TEXT UNDER STUDY
Virtual Spotlight: Gradius
Get ready for Gradius to shoot your core! By which I mean "crush your self-esteem."
This article first appeared on USgamer, a partner publication of VG247. Some content, such as this article, has been migrated to VG247 for posterity after USgamer's closure - but it has not been edited or further vetted by the VG247 team.
I know, I know. You think you're pretty good at video games. You have a Twitch channel where you "go online" in the "Modern Warfare" so you can "pwn" the so-called "newbs." You make a living off your foe-crushing DOTA2 streams. You're just so awesome.
But who cares? Can you get past level three of Gradius? Because frankly, that's the true test of video skill. It's all well and good to crush humans online, but conquering Gradius' merciless programming takes a whole other level of skill. Han Solo had it wrong: Good against the living isn't nearly as impressive as being good against remotes -- at least not when it comes to Gradius, anyway.
You're just a tiny little ship against the endless alien hordes. Now, this tiny little ship has a cool name, at least -- Vic Viper! -- but that's about all you have going for you. The enemy approaches in ever more aggressive waves, attempting to smash you, shoot you, even smother you with volcanic debris. Anything to keep you from making it to their base and shooting the core of their leader, or whatever the thing you're supposed to blow up at the end is. Not that it matters. You won't make it that far.
I don't mean to make it sound like you're totally helpless, here. You can shoot a couple of bullets at a time. Some enemies will drop little orange capsules when you shoot them (or more likely, successfully wipe out an entire formation of them), and you can collect these and save them up for spend them on power-ups. Each capsule you gather advances the power-up meter at the bottom of the screen by one step, and by building up a bank of capsules you can unlock new abilities like Speed Up (essential, but deadly if you overdo it), Missiles, Shields, and the invaluable Option.
Eventually, you can build up quite a little assault machine, spewing projectiles in three different directions from not only your ship but also from the little Option tagalongs, all the while protected from enemy fire. Fully loaded, the Vic Viper actually is a match for the evil hordes. But you know, surviving long enough to build up a full collection of weapons and Options takes time and skill. You probably can't do it.
And anyway, even if you get that far, you'll eventually screw up -- say, by flying too close to a Moai head and exploding against its surface -- and when that happens, you're knocked down not just a peg or two but rather the whole way. Reduced to zero. And then you have to start over. But the bad guys don't. They're just as deadly as they were when you were fully powered-up, and somehow you have to avoid their enormous fields of fire while scrounging for more of those precious capsules. Good luck. If you die after the first level, you can practically count on your future lives being poor, nasty, brutish, and short. Honestly, you might as well just start over.
Of course, there's always the ace up your sleeve: The famous Konami code. Here's where it started (legend has it that the guy who had to program the NES conversion of the original arcade game was so overwhelmed by Gradius' difficulty that he added the code for his own benefit just so that he could see the later stages in order to properly test them). Pause the game and press up, up, down, down, left, right, left, right, B, A, then unpause. You're full powered-up, instantly. Not bad! Problem is, the cheat code only works once per game. So once you (inevitably) die, maybe because you let your shields run down without queuing up enough capsules to replace them immediately, you're just as screwed as ever.
At least you've got save stages on Virtual Console, right? Maybe you can save and reload once every screen or so, progress by inches. A death by a thousand papercuts for the Bacterions. That's not going to impress the kids who idolize your Twitch streams, though. Better keep your Wii U offline.
ConclusionDon't feel bad about how much you're going to suck at Gradius. Everyone does. I was a video game Rainman in the NES days, and I sure never beat Gradius. You're not really meant to win this game; it's one of those impossible aspirations, a test of character. Gradius isn't about winning; it's about seeing how dignified you are in defeat. So chin up. Die like a grown-up. Make Vic Viper proud.

[Point-per-instance localization data]

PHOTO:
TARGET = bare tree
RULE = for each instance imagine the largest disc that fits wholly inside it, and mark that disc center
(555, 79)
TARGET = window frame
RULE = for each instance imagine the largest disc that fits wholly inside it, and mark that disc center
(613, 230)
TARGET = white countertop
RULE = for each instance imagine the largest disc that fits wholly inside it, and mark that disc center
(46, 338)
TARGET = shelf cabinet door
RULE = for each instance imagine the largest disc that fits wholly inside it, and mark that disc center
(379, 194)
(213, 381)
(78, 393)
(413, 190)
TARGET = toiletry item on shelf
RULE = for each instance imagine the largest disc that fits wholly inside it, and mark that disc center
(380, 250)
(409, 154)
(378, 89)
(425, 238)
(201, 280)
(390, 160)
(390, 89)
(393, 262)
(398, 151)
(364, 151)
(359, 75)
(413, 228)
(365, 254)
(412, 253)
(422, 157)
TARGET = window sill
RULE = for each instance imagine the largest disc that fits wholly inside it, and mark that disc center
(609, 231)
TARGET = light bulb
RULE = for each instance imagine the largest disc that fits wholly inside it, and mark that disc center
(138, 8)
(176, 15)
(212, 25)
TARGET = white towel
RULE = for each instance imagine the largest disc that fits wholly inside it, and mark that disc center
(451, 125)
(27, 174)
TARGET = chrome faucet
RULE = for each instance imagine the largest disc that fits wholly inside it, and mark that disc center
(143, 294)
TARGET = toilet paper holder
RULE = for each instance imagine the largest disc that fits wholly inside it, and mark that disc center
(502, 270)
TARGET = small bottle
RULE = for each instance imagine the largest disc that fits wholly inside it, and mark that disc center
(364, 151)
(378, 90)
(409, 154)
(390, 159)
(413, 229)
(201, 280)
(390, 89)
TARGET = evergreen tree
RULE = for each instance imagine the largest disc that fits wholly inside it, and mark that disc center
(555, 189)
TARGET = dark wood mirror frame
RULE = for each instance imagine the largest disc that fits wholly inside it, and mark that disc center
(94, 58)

TASKS TO CARRY OUT
(A) Answer each question from the Gradius article.
(i) What color are the capsules that some enemies drop?
(ii) How many times per game does the Konami code work?
(iii) What is the name of the player's ship?
(B) Repeat the part of the Gradius article between "Virtual Spotlight: Gradius" and "the VG247 team.", inclusive.
The data play no part in this work.

ANSWERS TO THE EXERCISES
(A)
(i) Orange
(ii) Once
(iii) Vic Viper

(B)
Virtual Spotlight: Gradius
Get ready for Gradius to shoot your core! By which I mean "crush your self-esteem."
This article first appeared on USgamer, a partner publication of VG247. Some content, such as this article, has been migrated to VG247 for posterity after USgamer's closure - but it has not been edited or further vetted by the VG247 team.